You are viewing a plain text version of this content. The canonical link for it is here.
Posted to issues@spark.apache.org by "Matei Zaharia (JIRA)" <ji...@apache.org> on 2014/11/06 08:07:34 UTC

[jira] [Resolved] (SPARK-824) Make less copies of blocks during remote reads

     [ https://issues.apache.org/jira/browse/SPARK-824?page=com.atlassian.jira.plugin.system.issuetabpanels:all-tabpanel ]

Matei Zaharia resolved SPARK-824.
---------------------------------
    Resolution: Fixed

This is a pretty old issue that no longer affects the newest block manager and Netty code.

Information provided

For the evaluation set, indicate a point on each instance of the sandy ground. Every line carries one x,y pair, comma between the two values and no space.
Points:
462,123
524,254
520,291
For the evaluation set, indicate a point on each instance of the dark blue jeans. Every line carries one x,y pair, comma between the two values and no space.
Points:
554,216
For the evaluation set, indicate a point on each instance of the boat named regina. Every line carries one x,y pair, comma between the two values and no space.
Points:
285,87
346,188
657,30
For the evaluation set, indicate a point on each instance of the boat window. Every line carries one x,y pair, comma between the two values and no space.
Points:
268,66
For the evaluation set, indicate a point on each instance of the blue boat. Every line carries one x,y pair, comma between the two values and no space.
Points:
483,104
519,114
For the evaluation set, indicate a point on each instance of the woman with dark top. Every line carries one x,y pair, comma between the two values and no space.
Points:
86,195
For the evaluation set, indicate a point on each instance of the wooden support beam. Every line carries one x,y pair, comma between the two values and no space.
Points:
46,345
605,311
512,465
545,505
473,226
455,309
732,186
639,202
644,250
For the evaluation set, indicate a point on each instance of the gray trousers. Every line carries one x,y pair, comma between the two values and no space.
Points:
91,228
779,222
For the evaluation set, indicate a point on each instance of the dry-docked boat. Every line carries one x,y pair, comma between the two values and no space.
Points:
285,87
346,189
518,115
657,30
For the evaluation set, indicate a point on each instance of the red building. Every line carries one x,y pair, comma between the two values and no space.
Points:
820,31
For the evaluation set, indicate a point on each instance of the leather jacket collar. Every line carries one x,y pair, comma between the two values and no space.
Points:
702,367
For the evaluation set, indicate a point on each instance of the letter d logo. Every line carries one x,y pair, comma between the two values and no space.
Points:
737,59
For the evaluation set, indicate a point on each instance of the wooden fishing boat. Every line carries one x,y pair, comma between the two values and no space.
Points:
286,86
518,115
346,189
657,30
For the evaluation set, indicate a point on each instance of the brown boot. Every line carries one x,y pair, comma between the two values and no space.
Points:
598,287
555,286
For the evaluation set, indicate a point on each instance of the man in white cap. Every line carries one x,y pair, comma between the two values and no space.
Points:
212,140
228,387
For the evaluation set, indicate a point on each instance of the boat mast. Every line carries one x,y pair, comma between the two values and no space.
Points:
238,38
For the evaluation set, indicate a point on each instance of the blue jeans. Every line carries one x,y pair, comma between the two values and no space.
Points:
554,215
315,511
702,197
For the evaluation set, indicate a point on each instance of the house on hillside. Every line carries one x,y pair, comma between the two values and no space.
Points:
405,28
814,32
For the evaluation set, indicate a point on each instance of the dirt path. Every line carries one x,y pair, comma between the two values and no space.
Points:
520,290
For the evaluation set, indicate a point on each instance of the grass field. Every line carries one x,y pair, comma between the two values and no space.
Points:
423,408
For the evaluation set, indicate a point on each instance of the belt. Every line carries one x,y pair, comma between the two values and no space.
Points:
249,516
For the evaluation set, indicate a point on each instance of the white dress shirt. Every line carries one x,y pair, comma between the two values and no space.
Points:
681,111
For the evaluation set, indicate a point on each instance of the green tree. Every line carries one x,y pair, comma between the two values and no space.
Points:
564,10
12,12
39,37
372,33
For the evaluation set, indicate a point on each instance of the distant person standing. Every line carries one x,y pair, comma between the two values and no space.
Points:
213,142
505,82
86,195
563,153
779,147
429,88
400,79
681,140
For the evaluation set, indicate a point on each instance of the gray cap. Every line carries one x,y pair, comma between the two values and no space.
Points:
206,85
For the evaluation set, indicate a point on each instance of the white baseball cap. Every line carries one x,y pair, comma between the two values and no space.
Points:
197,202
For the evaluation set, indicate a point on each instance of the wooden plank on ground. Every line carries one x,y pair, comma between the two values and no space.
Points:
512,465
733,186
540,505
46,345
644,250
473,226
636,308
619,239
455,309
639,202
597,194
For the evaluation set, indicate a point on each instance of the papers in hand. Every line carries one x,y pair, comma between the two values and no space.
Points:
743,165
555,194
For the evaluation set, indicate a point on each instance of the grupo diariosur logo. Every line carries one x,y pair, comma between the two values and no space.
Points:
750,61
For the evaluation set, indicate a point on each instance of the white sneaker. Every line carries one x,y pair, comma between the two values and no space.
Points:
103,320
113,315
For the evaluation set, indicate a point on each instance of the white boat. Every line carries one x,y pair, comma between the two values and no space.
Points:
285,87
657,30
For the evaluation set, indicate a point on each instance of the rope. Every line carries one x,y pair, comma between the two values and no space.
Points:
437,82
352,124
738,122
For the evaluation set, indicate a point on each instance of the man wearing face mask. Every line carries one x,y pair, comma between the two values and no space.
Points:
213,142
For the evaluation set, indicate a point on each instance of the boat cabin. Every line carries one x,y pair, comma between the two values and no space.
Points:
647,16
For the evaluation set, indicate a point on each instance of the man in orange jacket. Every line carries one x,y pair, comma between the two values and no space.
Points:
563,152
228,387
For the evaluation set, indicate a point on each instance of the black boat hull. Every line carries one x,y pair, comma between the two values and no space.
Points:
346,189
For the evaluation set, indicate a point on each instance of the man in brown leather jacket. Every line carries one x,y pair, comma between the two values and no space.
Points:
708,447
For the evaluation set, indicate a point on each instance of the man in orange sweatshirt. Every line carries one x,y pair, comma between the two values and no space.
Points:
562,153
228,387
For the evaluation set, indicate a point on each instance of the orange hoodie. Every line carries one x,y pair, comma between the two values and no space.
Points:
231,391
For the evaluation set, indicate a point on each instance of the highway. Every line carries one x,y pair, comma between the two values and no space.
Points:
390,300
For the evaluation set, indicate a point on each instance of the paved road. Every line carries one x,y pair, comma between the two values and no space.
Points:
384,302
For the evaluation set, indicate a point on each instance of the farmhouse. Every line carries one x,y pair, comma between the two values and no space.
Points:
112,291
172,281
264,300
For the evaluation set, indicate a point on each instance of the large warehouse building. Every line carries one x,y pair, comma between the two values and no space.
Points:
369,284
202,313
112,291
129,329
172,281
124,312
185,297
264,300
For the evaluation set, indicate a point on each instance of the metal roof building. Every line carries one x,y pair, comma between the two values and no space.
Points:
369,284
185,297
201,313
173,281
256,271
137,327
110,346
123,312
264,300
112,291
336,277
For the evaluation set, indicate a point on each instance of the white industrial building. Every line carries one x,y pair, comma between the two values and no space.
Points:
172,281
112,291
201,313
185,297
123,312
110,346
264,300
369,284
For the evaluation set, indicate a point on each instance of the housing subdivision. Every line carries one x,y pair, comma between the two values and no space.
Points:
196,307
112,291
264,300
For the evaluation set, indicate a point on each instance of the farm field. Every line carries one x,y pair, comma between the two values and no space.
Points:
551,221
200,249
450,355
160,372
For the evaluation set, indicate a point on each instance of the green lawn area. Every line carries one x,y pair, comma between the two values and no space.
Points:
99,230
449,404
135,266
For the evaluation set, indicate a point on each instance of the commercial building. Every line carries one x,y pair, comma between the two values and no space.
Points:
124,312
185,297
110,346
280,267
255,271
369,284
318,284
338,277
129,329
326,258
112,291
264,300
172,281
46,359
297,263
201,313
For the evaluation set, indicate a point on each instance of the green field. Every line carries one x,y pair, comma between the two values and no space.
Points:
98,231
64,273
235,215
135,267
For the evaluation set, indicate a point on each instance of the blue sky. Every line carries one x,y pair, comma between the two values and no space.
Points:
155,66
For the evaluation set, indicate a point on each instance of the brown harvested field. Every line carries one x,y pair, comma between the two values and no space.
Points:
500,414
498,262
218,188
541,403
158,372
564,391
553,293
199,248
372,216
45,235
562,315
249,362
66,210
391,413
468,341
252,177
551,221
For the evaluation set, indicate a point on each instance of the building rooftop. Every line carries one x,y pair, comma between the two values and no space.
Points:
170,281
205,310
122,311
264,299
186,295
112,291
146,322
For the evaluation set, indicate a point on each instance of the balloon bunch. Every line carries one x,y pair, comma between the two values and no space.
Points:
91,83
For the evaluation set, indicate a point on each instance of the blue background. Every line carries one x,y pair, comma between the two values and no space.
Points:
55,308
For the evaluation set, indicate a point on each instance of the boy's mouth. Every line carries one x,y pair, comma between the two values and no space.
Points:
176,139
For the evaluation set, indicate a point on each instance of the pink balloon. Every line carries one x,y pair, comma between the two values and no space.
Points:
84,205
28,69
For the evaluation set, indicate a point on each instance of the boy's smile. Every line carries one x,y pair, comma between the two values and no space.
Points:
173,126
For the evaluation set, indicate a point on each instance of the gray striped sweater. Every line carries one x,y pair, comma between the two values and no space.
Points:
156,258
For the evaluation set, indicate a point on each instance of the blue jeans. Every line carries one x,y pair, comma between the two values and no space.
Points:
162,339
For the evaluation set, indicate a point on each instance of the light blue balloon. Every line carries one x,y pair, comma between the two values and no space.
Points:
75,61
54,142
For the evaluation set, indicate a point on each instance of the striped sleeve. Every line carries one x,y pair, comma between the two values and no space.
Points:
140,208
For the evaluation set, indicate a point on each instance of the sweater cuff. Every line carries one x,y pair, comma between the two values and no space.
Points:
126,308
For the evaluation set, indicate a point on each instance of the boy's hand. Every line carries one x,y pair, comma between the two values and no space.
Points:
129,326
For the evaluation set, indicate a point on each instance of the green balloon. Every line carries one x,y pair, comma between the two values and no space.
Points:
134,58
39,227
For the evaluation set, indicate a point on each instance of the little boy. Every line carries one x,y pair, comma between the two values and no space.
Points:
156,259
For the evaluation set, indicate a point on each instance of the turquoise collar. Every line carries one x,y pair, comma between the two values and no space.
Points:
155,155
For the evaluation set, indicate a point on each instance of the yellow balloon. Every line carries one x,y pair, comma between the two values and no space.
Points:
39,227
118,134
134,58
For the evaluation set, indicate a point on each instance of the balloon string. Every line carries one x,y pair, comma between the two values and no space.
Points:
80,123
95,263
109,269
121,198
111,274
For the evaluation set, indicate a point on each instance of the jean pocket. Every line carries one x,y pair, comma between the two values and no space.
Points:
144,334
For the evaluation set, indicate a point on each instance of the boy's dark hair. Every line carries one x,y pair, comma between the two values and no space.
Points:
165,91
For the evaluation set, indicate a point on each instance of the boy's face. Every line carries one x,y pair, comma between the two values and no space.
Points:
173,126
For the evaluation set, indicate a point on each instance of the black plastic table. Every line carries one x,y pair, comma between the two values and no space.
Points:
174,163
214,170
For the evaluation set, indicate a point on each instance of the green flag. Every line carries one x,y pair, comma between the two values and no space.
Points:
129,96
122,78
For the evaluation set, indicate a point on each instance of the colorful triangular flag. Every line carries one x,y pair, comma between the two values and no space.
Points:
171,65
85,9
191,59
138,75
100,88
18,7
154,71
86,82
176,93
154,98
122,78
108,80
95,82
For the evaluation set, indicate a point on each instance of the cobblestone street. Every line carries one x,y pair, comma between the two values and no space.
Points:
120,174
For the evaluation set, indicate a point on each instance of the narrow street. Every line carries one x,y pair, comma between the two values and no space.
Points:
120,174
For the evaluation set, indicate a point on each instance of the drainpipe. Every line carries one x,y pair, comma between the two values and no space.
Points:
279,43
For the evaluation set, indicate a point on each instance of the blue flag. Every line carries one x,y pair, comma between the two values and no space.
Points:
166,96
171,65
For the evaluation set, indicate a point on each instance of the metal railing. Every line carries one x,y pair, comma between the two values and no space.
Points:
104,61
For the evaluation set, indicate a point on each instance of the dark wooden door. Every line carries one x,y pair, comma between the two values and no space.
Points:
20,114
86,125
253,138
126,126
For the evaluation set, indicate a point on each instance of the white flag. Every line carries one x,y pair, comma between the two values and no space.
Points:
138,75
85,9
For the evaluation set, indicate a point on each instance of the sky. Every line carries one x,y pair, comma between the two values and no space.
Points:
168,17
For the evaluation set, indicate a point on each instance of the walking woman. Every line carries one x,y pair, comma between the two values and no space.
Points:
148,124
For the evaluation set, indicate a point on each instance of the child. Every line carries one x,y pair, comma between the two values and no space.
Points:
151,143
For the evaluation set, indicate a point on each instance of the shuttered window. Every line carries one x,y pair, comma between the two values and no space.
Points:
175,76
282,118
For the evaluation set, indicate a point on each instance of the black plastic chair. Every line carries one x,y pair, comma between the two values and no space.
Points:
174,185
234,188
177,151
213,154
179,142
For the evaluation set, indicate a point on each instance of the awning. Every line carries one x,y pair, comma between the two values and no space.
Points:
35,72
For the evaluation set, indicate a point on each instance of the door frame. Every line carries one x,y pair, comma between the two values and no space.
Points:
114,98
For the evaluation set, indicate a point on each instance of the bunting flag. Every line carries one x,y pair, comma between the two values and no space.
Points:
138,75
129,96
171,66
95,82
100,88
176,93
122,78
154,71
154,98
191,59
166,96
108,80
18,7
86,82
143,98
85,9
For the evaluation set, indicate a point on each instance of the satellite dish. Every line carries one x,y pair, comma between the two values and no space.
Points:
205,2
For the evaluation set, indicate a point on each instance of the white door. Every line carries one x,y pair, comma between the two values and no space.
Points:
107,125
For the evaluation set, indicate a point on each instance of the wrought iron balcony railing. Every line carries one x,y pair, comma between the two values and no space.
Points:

Problems to solve
A. State how many lines of the records contain the word "papers". Give only the number.
B. Extend the SPARK-824 resolution notice, picking up after its last sentence.

Set of answers
A. 1

B.
> Make less copies of blocks during remote reads
> ----------------------------------------------
>
>                 Key: SPARK-824
>                 URL: https://issues.apache.org/jira/browse/SPARK-824
>             Project: Spark
>          Issue Type: Improvement
>          Components: Block Manager
>            Reporter: Charles Reiss
>
> To satisfy a getRemote() when the source block is stored as in deserialized form, Spark will make at least two copies: it will create a bytebuffer of the entire deserialized block on the source node and one on the destination node. If the block consists of a single object (as occurs frequently in Shark and apparently PySpark), then the total effect is that remote reads require extra memory equal to three times the block size. As a result, especially with relatively coarse partitioning, Spark can require a surprisingly large amount of non-cache headroom.
> One copy could be avoided by serializing blocks as they are sent over the network. This would require connection manager and block manager API changes and might have negative effects if serialization is expensive relative to the connection speed.
> Similarly, a copy might be avoided by deserializing blocks as they are received over the network, but this probably would hurt some applications (e.g. if they process items from a block much slower than the network speed).



--
This message was sent by Atlassian JIRA
(v6.3.4#6332)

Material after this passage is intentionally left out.